_Prompt_: Locate every line of the records below containing the string "blue", matching case exactly, and copy each of those lines.

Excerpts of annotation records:
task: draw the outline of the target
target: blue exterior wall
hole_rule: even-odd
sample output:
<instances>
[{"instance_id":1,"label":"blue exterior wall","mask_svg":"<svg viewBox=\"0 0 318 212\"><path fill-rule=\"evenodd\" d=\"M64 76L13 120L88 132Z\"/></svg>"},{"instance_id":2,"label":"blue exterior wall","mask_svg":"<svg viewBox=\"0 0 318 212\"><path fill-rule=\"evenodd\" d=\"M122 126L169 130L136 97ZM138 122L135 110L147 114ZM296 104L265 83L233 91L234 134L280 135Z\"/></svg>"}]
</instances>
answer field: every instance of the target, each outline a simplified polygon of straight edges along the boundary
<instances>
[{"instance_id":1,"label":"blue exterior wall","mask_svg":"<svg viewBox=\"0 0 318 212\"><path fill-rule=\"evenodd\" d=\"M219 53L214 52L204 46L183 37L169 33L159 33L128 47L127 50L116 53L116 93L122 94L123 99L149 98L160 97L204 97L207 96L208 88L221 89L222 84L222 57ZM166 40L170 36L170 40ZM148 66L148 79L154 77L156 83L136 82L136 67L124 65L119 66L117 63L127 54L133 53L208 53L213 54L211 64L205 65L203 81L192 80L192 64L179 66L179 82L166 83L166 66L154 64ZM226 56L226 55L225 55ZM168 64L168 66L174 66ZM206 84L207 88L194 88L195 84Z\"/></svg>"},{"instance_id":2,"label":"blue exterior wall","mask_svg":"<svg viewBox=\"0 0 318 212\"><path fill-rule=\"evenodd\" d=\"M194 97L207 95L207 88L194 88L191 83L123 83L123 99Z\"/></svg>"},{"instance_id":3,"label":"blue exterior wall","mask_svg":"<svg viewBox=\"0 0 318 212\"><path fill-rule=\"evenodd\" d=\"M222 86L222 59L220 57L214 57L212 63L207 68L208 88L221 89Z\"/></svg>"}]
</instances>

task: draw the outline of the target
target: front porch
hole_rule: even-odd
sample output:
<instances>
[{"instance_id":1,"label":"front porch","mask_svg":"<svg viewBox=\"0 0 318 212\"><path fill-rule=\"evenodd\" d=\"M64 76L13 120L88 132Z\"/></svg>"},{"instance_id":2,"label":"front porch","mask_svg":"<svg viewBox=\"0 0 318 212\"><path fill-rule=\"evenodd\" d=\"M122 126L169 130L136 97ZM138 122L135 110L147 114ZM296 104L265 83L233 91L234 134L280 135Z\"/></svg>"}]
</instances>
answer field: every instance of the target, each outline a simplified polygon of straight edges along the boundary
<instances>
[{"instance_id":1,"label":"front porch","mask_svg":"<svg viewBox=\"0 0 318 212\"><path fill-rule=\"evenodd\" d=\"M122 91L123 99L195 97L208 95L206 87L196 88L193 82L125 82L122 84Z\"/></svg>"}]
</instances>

_Result for this exercise_:
target: blue exterior wall
[{"instance_id":1,"label":"blue exterior wall","mask_svg":"<svg viewBox=\"0 0 318 212\"><path fill-rule=\"evenodd\" d=\"M64 76L13 120L88 132Z\"/></svg>"},{"instance_id":2,"label":"blue exterior wall","mask_svg":"<svg viewBox=\"0 0 318 212\"><path fill-rule=\"evenodd\" d=\"M122 126L169 130L136 97ZM138 122L135 110L147 114ZM296 104L265 83L233 91L234 134L280 135Z\"/></svg>"}]
[{"instance_id":1,"label":"blue exterior wall","mask_svg":"<svg viewBox=\"0 0 318 212\"><path fill-rule=\"evenodd\" d=\"M219 53L214 52L204 46L183 37L169 33L159 33L128 47L127 50L116 53L116 93L122 94L123 99L149 98L160 97L204 97L207 96L208 88L221 89L222 84L222 57ZM166 40L170 36L170 40ZM148 66L148 79L154 77L156 83L136 82L136 67L124 65L119 66L117 63L127 54L133 53L208 53L213 54L211 64L205 65L203 81L192 80L192 64L179 66L179 82L166 83L166 66L154 64ZM226 56L226 55L225 55ZM168 64L168 66L174 66ZM206 84L207 88L194 88L195 84Z\"/></svg>"},{"instance_id":2,"label":"blue exterior wall","mask_svg":"<svg viewBox=\"0 0 318 212\"><path fill-rule=\"evenodd\" d=\"M194 97L207 95L207 88L194 88L191 83L123 83L123 99Z\"/></svg>"},{"instance_id":3,"label":"blue exterior wall","mask_svg":"<svg viewBox=\"0 0 318 212\"><path fill-rule=\"evenodd\" d=\"M222 86L222 59L220 57L214 57L212 63L207 68L208 88L221 89Z\"/></svg>"}]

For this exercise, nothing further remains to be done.